Reproduce the material between the line containing "identify the guardrail" and the line containing "[[0, 14, 130, 27]]", inclusive, with the request text unchanged. Multiply each bounding-box coordinate in the answers by 2.15 and round to the nearest whole number, rounding halves up, leaving the numbers in the requests and their format samples as they are.

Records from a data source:
* begin *
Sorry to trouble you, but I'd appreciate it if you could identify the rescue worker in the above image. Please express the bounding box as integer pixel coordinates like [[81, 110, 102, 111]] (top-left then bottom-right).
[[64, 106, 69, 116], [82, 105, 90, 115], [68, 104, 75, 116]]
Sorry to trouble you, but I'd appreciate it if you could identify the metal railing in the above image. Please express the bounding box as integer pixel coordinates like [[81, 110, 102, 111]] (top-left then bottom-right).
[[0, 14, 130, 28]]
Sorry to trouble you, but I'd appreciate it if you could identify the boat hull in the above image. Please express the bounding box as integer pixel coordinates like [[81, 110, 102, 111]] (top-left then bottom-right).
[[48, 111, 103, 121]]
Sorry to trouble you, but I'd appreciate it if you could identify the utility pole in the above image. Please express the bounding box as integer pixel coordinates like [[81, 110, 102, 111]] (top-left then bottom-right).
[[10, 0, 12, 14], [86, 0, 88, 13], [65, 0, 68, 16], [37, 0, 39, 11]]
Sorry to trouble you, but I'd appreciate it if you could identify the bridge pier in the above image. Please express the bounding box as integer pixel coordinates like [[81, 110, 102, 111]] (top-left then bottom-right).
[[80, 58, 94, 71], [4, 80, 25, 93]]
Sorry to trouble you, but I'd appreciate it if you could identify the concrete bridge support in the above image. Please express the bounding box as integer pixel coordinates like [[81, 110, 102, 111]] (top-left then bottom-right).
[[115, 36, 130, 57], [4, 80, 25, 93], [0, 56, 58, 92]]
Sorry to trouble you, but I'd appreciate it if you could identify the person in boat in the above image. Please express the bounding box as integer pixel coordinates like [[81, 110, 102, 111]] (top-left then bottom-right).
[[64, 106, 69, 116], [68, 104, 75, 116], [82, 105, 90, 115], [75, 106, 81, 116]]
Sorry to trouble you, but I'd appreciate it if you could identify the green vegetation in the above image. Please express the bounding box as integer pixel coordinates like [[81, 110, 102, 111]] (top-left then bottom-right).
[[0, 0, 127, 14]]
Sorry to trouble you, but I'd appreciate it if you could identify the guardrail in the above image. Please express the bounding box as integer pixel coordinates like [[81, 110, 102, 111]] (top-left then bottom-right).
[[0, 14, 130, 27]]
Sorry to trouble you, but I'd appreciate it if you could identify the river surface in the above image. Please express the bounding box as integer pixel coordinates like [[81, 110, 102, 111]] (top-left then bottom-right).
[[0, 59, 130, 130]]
* end *
* Full answer:
Sorry to trouble you, but I'd appreciate it if you could identify the guardrail in the above image. Please express the bounding box as integer pixel coordinates like [[81, 110, 102, 111]] (top-left then bottom-right).
[[0, 30, 280, 58]]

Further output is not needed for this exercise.